● PASSAGE PROVIDED
========

The Wandering Aramean, History and Returning to Eden

Deuteronomy 26: 5-10 recounts a liturgy that the Torah requires one to declare when delivering the first of his crop during the Festival of First Fruits. The declaration goes;


My ancestor was a wandering Aramean. He went down into Egypt and lived there as a stranger, with just a handful of souls, and there be he became a nation – large, mighty, and great. The Egyptians dealt cruelly with us and oppressed us, subjecting us to harsh labour. We cried out to the Lord, God of our ancestors. And the Lord heard our voice and He saw our oppression, our toil, and our enslavement. The Lord brought us out of Egypt with a mighty hand and His arm stretched forth, with terrifying power, with signs and with wonders. He brought us into this place and He gave us this land, a land flowing with milk and honey. And now I am bringing the first-fruit of the land that You, O Lord, have given me.


It is in many ways the perfect prayer to remind one that the wealth we enjoy all belongs to God. Yet, interestingly, despite this prayer being commanded at a time when one would expect God’s sovereignty over nature would be the focus, this declaration which recounts God’s involvement in bringing Israel out of Egypt is a reminder that God is also, and more importantly, a God of history. Because of this, the wandering Aramean has been a central part of the Haggadah from at least the Second Temple Period.

========

● RAW RECORDS
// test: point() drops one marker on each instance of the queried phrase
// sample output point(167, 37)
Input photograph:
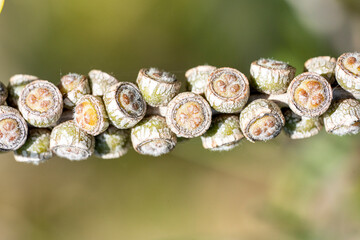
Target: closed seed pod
point(261, 120)
point(73, 86)
point(297, 127)
point(323, 65)
point(347, 72)
point(41, 103)
point(188, 115)
point(153, 137)
point(309, 95)
point(227, 90)
point(343, 117)
point(90, 115)
point(68, 141)
point(113, 143)
point(16, 84)
point(100, 82)
point(13, 129)
point(157, 87)
point(36, 148)
point(224, 133)
point(197, 78)
point(271, 76)
point(124, 104)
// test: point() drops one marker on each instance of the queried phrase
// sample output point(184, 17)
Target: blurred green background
point(305, 189)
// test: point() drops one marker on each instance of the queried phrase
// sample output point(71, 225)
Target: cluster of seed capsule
point(97, 114)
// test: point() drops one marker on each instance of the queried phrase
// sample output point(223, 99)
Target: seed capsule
point(197, 78)
point(309, 95)
point(261, 120)
point(90, 115)
point(41, 103)
point(73, 86)
point(324, 66)
point(100, 82)
point(297, 127)
point(69, 141)
point(227, 90)
point(13, 129)
point(16, 84)
point(124, 104)
point(224, 133)
point(188, 115)
point(271, 76)
point(343, 117)
point(36, 148)
point(347, 72)
point(157, 87)
point(113, 143)
point(153, 137)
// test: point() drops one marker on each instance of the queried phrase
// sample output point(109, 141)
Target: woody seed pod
point(271, 76)
point(188, 115)
point(124, 104)
point(153, 137)
point(261, 120)
point(227, 90)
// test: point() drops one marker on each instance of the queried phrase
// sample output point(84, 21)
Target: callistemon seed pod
point(100, 82)
point(309, 95)
point(113, 143)
point(298, 127)
point(227, 90)
point(188, 115)
point(16, 84)
point(157, 87)
point(41, 103)
point(197, 78)
point(224, 133)
point(13, 129)
point(90, 115)
point(347, 72)
point(152, 136)
point(73, 86)
point(36, 148)
point(261, 120)
point(271, 76)
point(124, 104)
point(68, 141)
point(323, 65)
point(343, 117)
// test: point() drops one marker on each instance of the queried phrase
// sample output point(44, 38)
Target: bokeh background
point(305, 189)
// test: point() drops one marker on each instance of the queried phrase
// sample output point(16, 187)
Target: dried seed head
point(73, 86)
point(113, 143)
point(297, 127)
point(188, 115)
point(197, 78)
point(347, 72)
point(41, 103)
point(69, 141)
point(124, 104)
point(261, 120)
point(13, 129)
point(36, 148)
point(271, 76)
point(227, 90)
point(324, 66)
point(309, 95)
point(100, 82)
point(153, 137)
point(224, 133)
point(157, 87)
point(90, 115)
point(343, 117)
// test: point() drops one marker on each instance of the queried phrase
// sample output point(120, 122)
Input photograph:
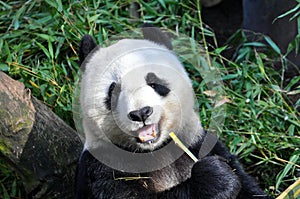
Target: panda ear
point(156, 35)
point(87, 44)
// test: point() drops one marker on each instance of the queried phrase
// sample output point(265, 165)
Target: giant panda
point(133, 93)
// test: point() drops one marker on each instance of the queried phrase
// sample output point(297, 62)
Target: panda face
point(133, 93)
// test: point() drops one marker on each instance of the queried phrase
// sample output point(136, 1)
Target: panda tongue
point(147, 133)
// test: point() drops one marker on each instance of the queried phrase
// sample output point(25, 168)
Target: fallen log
point(36, 142)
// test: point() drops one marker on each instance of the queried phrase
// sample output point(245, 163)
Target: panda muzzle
point(148, 133)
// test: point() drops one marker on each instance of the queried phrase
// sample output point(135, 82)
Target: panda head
point(134, 93)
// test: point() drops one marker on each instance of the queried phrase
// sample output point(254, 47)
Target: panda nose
point(140, 115)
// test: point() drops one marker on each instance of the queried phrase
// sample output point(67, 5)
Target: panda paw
point(212, 177)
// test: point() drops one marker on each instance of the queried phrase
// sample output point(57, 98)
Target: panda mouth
point(148, 133)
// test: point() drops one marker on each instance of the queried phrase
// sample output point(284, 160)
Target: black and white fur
point(112, 103)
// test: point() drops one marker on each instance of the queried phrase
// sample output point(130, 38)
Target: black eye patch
point(160, 86)
point(109, 94)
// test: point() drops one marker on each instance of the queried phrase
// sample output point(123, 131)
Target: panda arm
point(96, 180)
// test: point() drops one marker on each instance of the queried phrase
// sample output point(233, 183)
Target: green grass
point(38, 43)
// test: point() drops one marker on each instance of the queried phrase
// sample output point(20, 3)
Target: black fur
point(109, 94)
point(159, 85)
point(218, 175)
point(87, 44)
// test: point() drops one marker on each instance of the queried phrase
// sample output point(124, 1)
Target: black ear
point(87, 44)
point(156, 35)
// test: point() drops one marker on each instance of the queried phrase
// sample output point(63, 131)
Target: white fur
point(127, 63)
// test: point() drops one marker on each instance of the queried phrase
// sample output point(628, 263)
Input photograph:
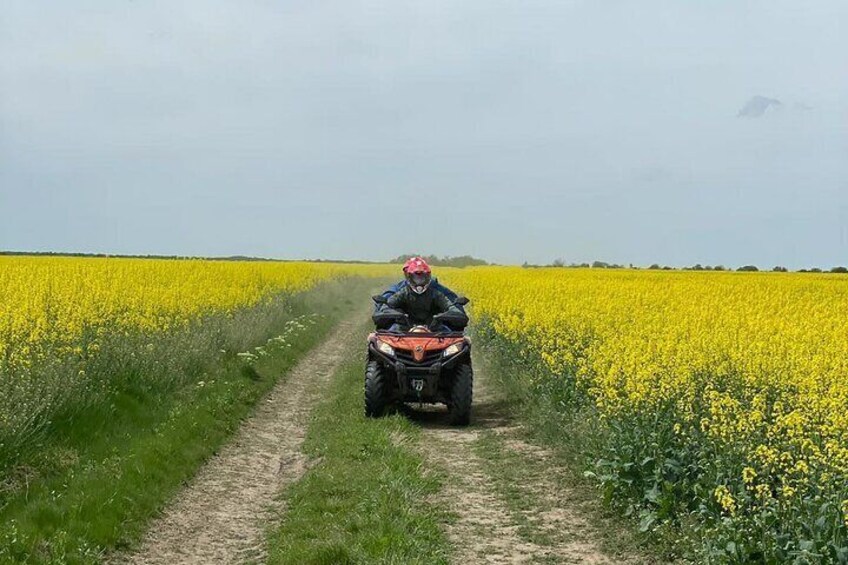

========

● REQUIRED TASKS
#1 From the passage on the wandering Aramean, reproduce word for word the part that opens with the words containing "Deuteronomy 26: 5-10" and closes with "have given me.".
#2 Summarize the passage on the wandering Aramean in two sentences.
#3 According to the declaration in the passage on the wandering Aramean, with what did the Lord bring the people out of Egypt? List each one.

● LIST OF SOLUTIONS
#1
Deuteronomy 26: 5-10 recounts a liturgy that the Torah requires one to declare when delivering the first of his crop during the Festival of First Fruits. The declaration goes;


My ancestor was a wandering Aramean. He went down into Egypt and lived there as a stranger, with just a handful of souls, and there be he became a nation – large, mighty, and great. The Egyptians dealt cruelly with us and oppressed us, subjecting us to harsh labour. We cried out to the Lord, God of our ancestors. And the Lord heard our voice and He saw our oppression, our toil, and our enslavement. The Lord brought us out of Egypt with a mighty hand and His arm stretched forth, with terrifying power, with signs and with wonders. He brought us into this place and He gave us this land, a land flowing with milk and honey. And now I am bringing the first-fruit of the land that You, O Lord, have given me.

#2 Deuteronomy 26:5-10 gives a declaration the Torah requires when one delivers the first of his crop at the Festival of First Fruits, telling how a wandering Aramean went down into Egypt and became a great nation there, and how his descendants were oppressed until the Lord brought them out to a land flowing with milk and honey. The writer says that while the prayer reminds one that all wealth belongs to God, it shows that God is also, and more importantly, a God of history, which is why the wandering Aramean has been central to the Haggadah since at least the Second Temple Period.

#3
- a mighty hand
- His arm stretched forth
- terrifying power
- signs
- wonders